Is there a way to save highlighted part of a dataframe to an excel?

Question

I'm trying to compare two dataframes (headers same in both of them)and highlighted the data which is not similar in both the frames .

Now I want to print those rows which are highlighted to an excel sheet keeping the headers. And I'm unable to do that

Example output image

Select the rows you want via `.loc`, use the `.to_excel` method — Paul H, Jun 26 '19 at 05:57
How do I select these particular rows .Is there a code snippet or something for me to work on. Forgive me I'm pretty new to this . @PaulH — Murtuza Akhtari, Jun 26 '19 at 06:03
Please copy and paste your dataframe here, and what you tried — U13-Forward, Jun 26 '19 at 06:06
I posted a picture for reference in the question @U9-Forward — Murtuza Akhtari, Jun 26 '19 at 06:09
@MurtuzaAkhtari [NO, pictures are useless](https://meta.stackoverflow.com/questions/285551/why-not-upload-images-of-code-on-so-when-asking-a-question) — U13-Forward, Jun 26 '19 at 06:10
There are *dozens* of questions on stack overflow about selecting rows out of data frames. Do none of them answer that for you? — Paul H, Jun 26 '19 at 14:07

Wytamma Wirth · Accepted Answer · 2019-06-27T09:55:14.857

You can check for differences by comparing each element of each corresponding row (here I use the unique id column to find corresponding rows). If there is a difference you can append it to a new dataframe. Finally save the new dataframe to excel format.

- _GIVEN RECORDS_:
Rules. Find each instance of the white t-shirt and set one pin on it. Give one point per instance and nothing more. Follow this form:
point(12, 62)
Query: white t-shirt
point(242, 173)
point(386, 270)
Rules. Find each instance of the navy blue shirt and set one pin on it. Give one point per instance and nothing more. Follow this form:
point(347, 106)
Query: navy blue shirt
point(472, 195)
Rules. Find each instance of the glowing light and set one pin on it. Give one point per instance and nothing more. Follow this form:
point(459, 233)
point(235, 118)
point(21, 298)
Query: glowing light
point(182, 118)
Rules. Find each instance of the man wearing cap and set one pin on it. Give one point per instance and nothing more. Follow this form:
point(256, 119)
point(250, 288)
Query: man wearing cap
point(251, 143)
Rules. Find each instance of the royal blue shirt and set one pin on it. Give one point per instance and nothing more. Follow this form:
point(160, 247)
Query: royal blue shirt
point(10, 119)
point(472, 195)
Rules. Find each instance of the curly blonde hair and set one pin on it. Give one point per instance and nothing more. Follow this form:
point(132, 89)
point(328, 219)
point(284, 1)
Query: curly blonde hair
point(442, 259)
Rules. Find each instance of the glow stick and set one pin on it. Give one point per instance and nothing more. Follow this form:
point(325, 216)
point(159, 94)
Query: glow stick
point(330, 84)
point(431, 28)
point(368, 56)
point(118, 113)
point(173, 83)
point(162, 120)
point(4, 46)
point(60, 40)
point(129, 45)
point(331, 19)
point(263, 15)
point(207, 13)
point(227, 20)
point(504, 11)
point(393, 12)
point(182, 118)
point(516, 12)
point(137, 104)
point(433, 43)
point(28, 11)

- _GIVEN EXERCISE A_:
Write out the whole thread on saving highlighted dataframe rows to Excel, word for word.
- _GIVEN EXERCISE B_:
In the entries, take everything from the first line down to the line containing "point(251, 143)", and give those lines again with "Query" replaced by "Target" throughout. Change nothing else and return only those lines.

- _COMPLETE ANSWER A_:
Is there a way to save highlighted part of a dataframe to an excel?

Question

I'm trying to compare two dataframes (headers same in both of them)and highlighted the data which is not similar in both the frames .

Now I want to print those rows which are highlighted to an excel sheet keeping the headers. And I'm unable to do that

Example output image

Select the rows you want via `.loc`, use the `.to_excel` method — Paul H, Jun 26 '19 at 05:57
How do I select these particular rows .Is there a code snippet or something for me to work on. Forgive me I'm pretty new to this . @PaulH — Murtuza Akhtari, Jun 26 '19 at 06:03
Please copy and paste your dataframe here, and what you tried — U13-Forward, Jun 26 '19 at 06:06
I posted a picture for reference in the question @U9-Forward — Murtuza Akhtari, Jun 26 '19 at 06:09
@MurtuzaAkhtari [NO, pictures are useless](https://meta.stackoverflow.com/questions/285551/why-not-upload-images-of-code-on-so-when-asking-a-question) — U13-Forward, Jun 26 '19 at 06:10
There are *dozens* of questions on stack overflow about selecting rows out of data frames. Do none of them answer that for you? — Paul H, Jun 26 '19 at 14:07

Wytamma Wirth · Accepted Answer · 2019-06-27T09:55:14.857

You can check for differences by comparing each element of each corresponding row (here I use the unique id column to find corresponding rows). If there is a difference you can append it to a new dataframe. Finally save the new dataframe to excel format.

- _COMPLETE ANSWER B_:
Rules. Find each instance of the white t-shirt and set one pin on it. Give one point per instance and nothing more. Follow this form:
point(12, 62)
Target: white t-shirt
point(242, 173)
point(386, 270)
Rules. Find each instance of the navy blue shirt and set one pin on it. Give one point per instance and nothing more. Follow this form:
point(347, 106)
Target: navy blue shirt
point(472, 195)
Rules. Find each instance of the glowing light and set one pin on it. Give one point per instance and nothing more. Follow this form:
point(459, 233)
point(235, 118)
point(21, 298)
Target: glowing light
point(182, 118)
Rules. Find each instance of the man wearing cap and set one pin on it. Give one point per instance and nothing more. Follow this form:
point(256, 119)
point(250, 288)
Target: man wearing cap
point(251, 143)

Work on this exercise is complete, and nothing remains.